INSTRUCTIONS.
[A] Reproduce the passage on male-sterile crops word for word between "After removing the" and "longer considered transgenic.", inclusive.
[B] Write the next part of the passage on male-sterile crops, starting after its final sentence.

DOCUMENT SEGMENT.
◇ ◇ ◇ ◇
After removing the foreign DNA that caused the original genetic
change, the plant remains sterile. But by eliminating the
foreign DNA, the plant is no longer considered transgenic.
“That’s the
beauty of it,” she says. “Nobody has to have any qualms about
using GMO technology.”
Agriculture
would benefit if this method of inducing male sterility proves
successful. Mackenzie wants consumers to benefit, too.
She’s applying
her findings to develop a sterile, seedless green bean that
vegetable buyers should appreciate. Without seeds, the pod is
tenderer and more easily digestible. Sterility also tricks the
plant into producing three times the number of pods, increasing
yields.
While
genetically modified crops have helped reduce the need for
agricultural pesticides, consumers have yet to benefit directly,
she said.
“If we hit the
market with our male steriles and, at the same time, come up
with our new seedless bean,” said Mackenzie, “I think the
consumer is going to say, ‘This is nice engineering.’”
Researchers
hope to work with an agribusiness to make sterile males
commercially available in a variety of crops.
◇ ◇ ◇ ◇
Excerpts from a dataset
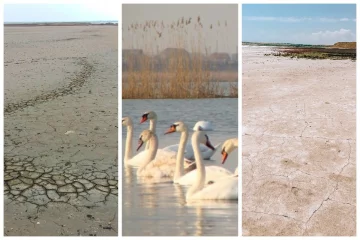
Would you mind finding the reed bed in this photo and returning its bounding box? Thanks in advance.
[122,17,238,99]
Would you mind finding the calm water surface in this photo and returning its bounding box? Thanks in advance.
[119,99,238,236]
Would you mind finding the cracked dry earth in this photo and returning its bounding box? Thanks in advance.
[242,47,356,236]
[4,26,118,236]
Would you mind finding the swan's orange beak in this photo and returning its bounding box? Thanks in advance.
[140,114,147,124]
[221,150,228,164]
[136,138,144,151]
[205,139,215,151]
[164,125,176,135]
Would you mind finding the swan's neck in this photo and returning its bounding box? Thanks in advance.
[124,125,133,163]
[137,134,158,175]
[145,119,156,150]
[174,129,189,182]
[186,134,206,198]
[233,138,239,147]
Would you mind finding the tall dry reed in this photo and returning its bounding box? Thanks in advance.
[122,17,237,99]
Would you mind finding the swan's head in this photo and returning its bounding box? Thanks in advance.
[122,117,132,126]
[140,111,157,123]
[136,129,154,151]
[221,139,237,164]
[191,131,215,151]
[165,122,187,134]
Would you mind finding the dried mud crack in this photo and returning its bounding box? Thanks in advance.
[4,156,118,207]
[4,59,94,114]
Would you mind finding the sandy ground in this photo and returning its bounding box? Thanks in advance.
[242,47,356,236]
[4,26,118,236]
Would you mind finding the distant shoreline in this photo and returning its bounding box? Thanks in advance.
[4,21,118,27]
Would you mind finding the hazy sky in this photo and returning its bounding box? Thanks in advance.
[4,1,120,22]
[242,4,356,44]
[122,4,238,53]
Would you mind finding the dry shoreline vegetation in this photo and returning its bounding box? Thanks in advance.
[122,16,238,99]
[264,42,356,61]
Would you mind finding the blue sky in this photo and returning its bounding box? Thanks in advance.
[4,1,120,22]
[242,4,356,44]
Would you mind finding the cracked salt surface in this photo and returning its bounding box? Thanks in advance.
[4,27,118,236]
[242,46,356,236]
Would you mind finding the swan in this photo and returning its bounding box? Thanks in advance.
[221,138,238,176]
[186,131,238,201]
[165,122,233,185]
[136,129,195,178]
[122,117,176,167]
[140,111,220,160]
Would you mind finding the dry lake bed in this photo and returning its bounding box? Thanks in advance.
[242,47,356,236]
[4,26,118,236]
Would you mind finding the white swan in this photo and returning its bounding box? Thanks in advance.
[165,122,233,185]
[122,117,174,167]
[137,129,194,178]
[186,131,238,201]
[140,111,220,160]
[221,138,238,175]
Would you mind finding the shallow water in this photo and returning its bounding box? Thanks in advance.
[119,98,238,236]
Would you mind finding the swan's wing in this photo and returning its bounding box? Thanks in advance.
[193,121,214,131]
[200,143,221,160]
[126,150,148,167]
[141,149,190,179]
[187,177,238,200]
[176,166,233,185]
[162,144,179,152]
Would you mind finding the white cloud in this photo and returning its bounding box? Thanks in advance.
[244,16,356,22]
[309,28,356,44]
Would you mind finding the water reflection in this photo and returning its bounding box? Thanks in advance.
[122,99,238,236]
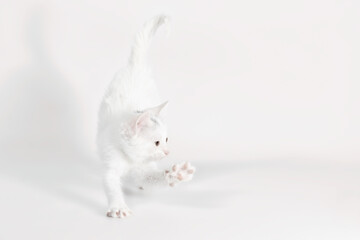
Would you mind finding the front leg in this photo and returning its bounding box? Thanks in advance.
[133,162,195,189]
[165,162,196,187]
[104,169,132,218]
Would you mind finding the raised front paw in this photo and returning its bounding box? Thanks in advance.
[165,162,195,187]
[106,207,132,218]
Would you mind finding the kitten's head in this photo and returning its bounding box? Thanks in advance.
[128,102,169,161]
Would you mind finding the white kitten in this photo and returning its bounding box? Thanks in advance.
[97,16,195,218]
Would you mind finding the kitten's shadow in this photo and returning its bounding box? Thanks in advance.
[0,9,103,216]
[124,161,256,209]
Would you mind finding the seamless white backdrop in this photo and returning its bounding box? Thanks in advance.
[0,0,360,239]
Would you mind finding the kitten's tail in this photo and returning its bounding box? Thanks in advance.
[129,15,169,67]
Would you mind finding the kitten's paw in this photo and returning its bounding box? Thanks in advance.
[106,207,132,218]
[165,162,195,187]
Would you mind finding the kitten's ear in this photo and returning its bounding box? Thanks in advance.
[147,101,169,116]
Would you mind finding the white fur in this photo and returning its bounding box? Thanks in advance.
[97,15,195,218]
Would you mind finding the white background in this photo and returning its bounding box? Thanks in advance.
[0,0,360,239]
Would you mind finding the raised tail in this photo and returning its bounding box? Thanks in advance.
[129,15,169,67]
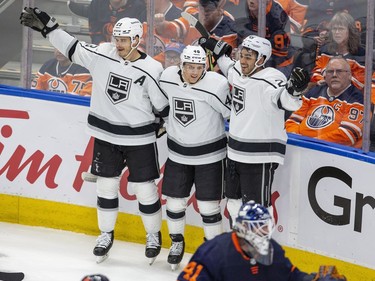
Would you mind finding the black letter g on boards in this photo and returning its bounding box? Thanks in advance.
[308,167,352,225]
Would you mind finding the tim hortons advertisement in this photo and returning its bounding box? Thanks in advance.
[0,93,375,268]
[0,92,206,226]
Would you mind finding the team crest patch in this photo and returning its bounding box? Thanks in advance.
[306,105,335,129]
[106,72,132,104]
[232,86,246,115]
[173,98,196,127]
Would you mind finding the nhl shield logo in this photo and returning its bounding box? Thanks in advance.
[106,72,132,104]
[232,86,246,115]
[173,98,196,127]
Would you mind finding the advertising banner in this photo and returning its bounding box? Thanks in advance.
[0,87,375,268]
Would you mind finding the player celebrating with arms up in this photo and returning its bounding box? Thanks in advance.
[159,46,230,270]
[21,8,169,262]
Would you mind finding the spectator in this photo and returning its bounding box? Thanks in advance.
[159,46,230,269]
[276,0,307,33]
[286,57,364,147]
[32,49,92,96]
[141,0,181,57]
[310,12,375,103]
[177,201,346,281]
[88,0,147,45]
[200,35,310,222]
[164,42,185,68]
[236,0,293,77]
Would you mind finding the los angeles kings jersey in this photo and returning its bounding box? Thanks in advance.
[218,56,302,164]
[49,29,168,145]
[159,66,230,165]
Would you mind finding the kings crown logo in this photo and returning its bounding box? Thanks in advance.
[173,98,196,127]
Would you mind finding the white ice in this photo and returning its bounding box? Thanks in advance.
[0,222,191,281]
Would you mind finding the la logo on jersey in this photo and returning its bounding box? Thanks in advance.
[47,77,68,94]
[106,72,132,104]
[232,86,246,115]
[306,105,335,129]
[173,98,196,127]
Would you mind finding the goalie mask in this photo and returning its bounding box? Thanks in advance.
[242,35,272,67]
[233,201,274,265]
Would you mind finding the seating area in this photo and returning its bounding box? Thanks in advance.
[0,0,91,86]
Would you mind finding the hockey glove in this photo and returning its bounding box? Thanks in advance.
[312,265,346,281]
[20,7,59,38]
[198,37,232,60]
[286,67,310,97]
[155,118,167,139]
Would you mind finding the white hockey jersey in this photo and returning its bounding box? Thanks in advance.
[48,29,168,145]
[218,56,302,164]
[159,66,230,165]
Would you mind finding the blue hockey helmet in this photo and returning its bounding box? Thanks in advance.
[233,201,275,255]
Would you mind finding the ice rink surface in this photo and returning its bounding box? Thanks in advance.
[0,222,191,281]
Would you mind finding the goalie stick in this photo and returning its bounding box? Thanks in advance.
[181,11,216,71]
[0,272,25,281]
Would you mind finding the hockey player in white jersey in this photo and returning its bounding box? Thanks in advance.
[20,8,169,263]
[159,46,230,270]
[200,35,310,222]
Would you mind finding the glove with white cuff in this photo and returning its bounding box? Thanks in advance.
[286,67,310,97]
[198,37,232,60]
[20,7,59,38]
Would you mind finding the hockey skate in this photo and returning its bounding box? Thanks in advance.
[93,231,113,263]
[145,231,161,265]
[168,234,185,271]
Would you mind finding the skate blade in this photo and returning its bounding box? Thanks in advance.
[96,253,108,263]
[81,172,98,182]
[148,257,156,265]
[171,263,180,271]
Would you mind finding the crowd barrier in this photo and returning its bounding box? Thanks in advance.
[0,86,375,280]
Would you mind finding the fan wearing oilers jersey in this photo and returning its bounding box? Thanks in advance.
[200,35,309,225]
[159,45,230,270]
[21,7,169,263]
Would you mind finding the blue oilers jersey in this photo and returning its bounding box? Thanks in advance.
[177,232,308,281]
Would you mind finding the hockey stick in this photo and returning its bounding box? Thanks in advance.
◇ ◇ ◇ ◇
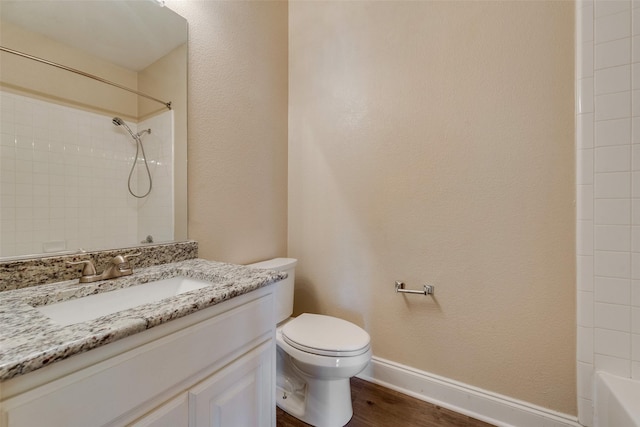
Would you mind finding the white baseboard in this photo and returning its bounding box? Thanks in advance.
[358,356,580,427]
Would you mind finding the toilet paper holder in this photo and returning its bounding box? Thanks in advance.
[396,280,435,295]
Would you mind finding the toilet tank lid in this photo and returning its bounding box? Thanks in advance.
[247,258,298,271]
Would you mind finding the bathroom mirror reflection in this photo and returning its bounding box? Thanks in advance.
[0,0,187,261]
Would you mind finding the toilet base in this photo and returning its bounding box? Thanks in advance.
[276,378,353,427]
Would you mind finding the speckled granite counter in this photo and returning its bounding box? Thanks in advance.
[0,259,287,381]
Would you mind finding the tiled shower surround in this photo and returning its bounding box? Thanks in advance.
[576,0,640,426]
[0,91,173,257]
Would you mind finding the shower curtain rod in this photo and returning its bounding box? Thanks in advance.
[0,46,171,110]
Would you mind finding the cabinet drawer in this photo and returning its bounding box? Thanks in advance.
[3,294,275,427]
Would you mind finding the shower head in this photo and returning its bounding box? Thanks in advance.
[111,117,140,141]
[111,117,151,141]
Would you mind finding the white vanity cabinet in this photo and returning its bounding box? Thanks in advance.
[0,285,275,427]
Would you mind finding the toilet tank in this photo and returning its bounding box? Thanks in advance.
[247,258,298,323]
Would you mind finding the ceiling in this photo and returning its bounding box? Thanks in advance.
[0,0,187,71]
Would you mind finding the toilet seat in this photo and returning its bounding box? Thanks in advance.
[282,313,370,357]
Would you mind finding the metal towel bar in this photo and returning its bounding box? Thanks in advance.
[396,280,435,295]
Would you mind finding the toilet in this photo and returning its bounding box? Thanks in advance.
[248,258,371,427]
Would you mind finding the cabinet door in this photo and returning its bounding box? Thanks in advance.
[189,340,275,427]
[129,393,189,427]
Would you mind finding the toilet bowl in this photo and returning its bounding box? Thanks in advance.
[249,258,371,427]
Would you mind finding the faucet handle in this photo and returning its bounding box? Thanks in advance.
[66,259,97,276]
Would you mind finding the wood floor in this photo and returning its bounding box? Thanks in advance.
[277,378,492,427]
◇ ◇ ◇ ◇
ANSWERS FOR EACH ITEM.
[A]
After removing the foreign DNA that caused the original genetic
change, the plant remains sterile. But by eliminating the
foreign DNA, the plant is no longer considered transgenic.

[B]
NU has filed
for a provisional patent on their technique.
Mackenzie also
is looking toward human diseases. “The recombination that we’re
looking at in plant mitochondria may actually occur in us as
well,” she said. Diseases such as diabetes, Parkinson’s and
heart conditions may stem from mitochondrial defects that affect
one in 8,000 people. As she did in Arabidopsis, Mackenzie
is looking for a similar gene in humans that causes
mitochondrial changes. If she finds it, researchers could use
the same transgenic technique to re-create the genetic defects
in mice, a discovery that could launch new explorations in
medicine.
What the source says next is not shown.